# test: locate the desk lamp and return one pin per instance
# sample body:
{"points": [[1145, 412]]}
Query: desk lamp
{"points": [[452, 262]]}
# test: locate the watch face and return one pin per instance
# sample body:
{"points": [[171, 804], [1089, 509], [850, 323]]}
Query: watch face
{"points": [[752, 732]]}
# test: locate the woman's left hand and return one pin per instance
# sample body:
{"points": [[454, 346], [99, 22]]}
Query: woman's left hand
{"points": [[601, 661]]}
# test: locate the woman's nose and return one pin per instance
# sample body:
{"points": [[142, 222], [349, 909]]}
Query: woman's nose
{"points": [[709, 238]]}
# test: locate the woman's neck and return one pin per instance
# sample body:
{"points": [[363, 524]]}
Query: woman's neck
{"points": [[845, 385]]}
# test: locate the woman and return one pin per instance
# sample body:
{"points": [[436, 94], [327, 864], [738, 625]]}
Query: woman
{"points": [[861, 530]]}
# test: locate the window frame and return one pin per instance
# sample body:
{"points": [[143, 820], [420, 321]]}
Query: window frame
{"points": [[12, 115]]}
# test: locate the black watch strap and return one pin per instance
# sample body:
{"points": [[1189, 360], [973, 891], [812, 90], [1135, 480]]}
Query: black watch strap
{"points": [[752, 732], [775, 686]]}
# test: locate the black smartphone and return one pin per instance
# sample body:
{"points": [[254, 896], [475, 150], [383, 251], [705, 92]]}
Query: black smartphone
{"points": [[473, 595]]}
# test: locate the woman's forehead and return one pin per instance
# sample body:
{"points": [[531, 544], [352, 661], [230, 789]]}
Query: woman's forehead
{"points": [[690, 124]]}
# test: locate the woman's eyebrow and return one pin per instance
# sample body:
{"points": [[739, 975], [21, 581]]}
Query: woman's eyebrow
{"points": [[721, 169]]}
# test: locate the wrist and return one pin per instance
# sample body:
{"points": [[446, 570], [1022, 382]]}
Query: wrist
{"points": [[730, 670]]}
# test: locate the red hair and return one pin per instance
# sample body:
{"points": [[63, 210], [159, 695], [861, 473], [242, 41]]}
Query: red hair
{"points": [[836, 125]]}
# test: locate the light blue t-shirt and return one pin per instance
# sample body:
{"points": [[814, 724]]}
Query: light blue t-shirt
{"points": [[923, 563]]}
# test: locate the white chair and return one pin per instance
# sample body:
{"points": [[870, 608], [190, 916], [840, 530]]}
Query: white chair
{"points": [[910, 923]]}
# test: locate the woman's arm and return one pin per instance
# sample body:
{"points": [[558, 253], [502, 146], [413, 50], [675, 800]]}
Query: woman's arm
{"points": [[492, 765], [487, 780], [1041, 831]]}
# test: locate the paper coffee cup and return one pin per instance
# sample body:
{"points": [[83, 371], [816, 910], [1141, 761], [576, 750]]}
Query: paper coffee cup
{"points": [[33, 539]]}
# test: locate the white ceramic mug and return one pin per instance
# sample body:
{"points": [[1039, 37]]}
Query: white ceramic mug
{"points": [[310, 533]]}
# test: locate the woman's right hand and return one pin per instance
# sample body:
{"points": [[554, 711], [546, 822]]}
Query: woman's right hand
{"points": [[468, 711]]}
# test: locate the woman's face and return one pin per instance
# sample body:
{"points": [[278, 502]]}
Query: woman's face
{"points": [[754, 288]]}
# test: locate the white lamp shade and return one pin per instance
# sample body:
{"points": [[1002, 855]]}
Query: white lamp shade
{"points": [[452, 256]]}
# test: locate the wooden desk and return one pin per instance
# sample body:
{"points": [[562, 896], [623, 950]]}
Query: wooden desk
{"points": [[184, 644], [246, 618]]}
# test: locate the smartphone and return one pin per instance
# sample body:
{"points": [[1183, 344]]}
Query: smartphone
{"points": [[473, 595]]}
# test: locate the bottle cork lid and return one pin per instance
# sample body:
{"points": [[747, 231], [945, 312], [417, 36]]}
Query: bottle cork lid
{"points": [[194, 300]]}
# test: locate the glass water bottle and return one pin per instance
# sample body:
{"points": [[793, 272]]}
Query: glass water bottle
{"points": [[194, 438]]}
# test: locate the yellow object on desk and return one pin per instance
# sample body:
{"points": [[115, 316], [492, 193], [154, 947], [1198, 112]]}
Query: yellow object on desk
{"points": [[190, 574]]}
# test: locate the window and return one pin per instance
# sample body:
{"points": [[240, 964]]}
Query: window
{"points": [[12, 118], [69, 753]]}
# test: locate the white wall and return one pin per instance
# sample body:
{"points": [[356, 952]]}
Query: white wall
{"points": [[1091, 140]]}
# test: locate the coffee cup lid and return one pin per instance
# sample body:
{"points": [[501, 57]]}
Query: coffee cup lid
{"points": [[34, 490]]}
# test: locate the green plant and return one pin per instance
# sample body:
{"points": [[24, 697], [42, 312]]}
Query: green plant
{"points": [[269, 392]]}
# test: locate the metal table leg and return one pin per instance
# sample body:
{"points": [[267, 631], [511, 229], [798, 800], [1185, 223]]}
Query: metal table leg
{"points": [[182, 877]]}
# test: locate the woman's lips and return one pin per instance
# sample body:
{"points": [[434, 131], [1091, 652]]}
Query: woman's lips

== == ==

▶ **GIVEN INSTRUCTION**: Copy the entries above again, replacing every "pin" with "marker" and leaving everything else unchanged.

▶ **FINAL ANSWER**:
# test: locate the desk lamp and return one marker per instance
# sample body:
{"points": [[1145, 412]]}
Query: desk lamp
{"points": [[452, 262]]}
# test: locate the watch face and return one marker per instance
# sample body:
{"points": [[171, 804], [1089, 509], [850, 323]]}
Query: watch face
{"points": [[752, 732]]}
# test: locate the woman's left hand and return one marker per instance
# sample body:
{"points": [[454, 346], [99, 22]]}
Query: woman's left hand
{"points": [[601, 661]]}
# test: locate the woman's nose and return one marker per instance
# sample body:
{"points": [[142, 222], [349, 909]]}
Query: woman's nose
{"points": [[709, 238]]}
# test: locate the woman's neck and return one marker per instance
# sample body:
{"points": [[363, 524]]}
Query: woman's neck
{"points": [[845, 385]]}
# test: locate the woman and return one marker per instance
# sample body:
{"points": [[436, 94], [327, 864], [738, 625]]}
Query: woman
{"points": [[861, 530]]}
# test: locate the window frame and return one marker per instance
# sample body:
{"points": [[143, 820], [420, 321]]}
Query: window frame
{"points": [[12, 115]]}
# test: locate the black watch strap and return one marker per instance
# sample body:
{"points": [[1189, 360], [973, 891], [812, 90], [1135, 480]]}
Query: black watch strap
{"points": [[752, 732], [775, 686]]}
# test: locate the black smartphone and return one marker per instance
# sample body:
{"points": [[254, 896], [475, 150], [383, 251], [705, 92]]}
Query: black smartphone
{"points": [[473, 595]]}
# test: locate the woman's forehead and return one marker per instance
# sample body:
{"points": [[531, 544], [352, 661], [230, 789]]}
Query: woman's forehead
{"points": [[690, 124]]}
# test: locate the woman's eyebrow and return one marker per instance
# sample body:
{"points": [[739, 975], [21, 581]]}
Query: woman's eyebrow
{"points": [[721, 169]]}
# test: locate the wrist and return one marker per instance
# sample body:
{"points": [[446, 570], [1022, 382]]}
Query: wrist
{"points": [[730, 670]]}
# test: locate the red hair and return one marker per instance
# sample body:
{"points": [[63, 210], [159, 695], [861, 473], [242, 41]]}
Query: red hair
{"points": [[836, 125]]}
# test: locate the light blue t-shirt and return one marker per instance
# sample body:
{"points": [[814, 724]]}
Query: light blue t-shirt
{"points": [[923, 563]]}
# test: locate the white chair and return one marker per instance
# sample body:
{"points": [[870, 608], [190, 916], [840, 530]]}
Query: white chair
{"points": [[910, 923]]}
# test: locate the woman's arm and return one marker per instance
# sample body:
{"points": [[558, 253], [502, 146], [413, 50], [675, 800]]}
Query: woman's arm
{"points": [[492, 765], [487, 780], [1041, 831]]}
# test: locate the paper coffee cup and return one marker per instance
# sample body:
{"points": [[83, 371], [816, 910], [1141, 761], [576, 750]]}
Query: paper coffee cup
{"points": [[33, 539]]}
# test: locate the white ceramic mug and return one marker per instance
# sample body:
{"points": [[1039, 37]]}
Query: white ceramic mug
{"points": [[310, 533]]}
# test: locate the woman's right hand and return one marker per instance
# sample body:
{"points": [[554, 711], [546, 822]]}
Query: woman's right hand
{"points": [[468, 711]]}
# test: locate the woman's face and return one marker per instance
# sample body:
{"points": [[278, 502]]}
Query: woman's face
{"points": [[754, 288]]}
# test: locate the white lamp shade and return one marker per instance
# sample body:
{"points": [[1002, 855]]}
Query: white lamp shade
{"points": [[452, 256]]}
# test: locate the wooden desk and return one marker per instance
# sample body:
{"points": [[562, 896], [623, 950]]}
Query: wooden desk
{"points": [[184, 644], [246, 618]]}
# test: locate the smartphone and return one marker per instance
# sample body:
{"points": [[1183, 344]]}
Query: smartphone
{"points": [[473, 595]]}
# test: locate the bottle cork lid and return one marker per instance
# sample body:
{"points": [[747, 231], [945, 312], [417, 36]]}
Query: bottle cork lid
{"points": [[194, 300]]}
# test: locate the glass water bottle and return one marker per instance
# sample body:
{"points": [[793, 272]]}
Query: glass water bottle
{"points": [[194, 438]]}
# test: locate the yellow object on desk and return one marker per instance
# sample body:
{"points": [[115, 316], [492, 193], [154, 947], [1198, 112]]}
Query: yellow object on desk
{"points": [[190, 574]]}
# test: locate the window and return one marker per instance
# sample body:
{"points": [[240, 964]]}
Query: window
{"points": [[12, 118], [69, 753]]}
# test: locate the white wall and return one marker per instance
# sample body:
{"points": [[356, 952]]}
Query: white wall
{"points": [[1091, 140]]}
# test: locate the coffee cup lid and return one marker per instance
# sample body:
{"points": [[501, 57]]}
Query: coffee cup lid
{"points": [[34, 490]]}
# test: locate the green plant and return one marker per instance
# sample body:
{"points": [[24, 697], [42, 312]]}
Query: green plant
{"points": [[269, 392]]}
# test: locate the metal table leg and return one marker per instance
# sample body:
{"points": [[267, 631], [511, 229], [798, 800], [1185, 223]]}
Query: metal table leg
{"points": [[182, 877]]}
# test: locate the woman's lips and return one marker per instance
# sample body:
{"points": [[434, 131], [1091, 652]]}
Query: woman's lips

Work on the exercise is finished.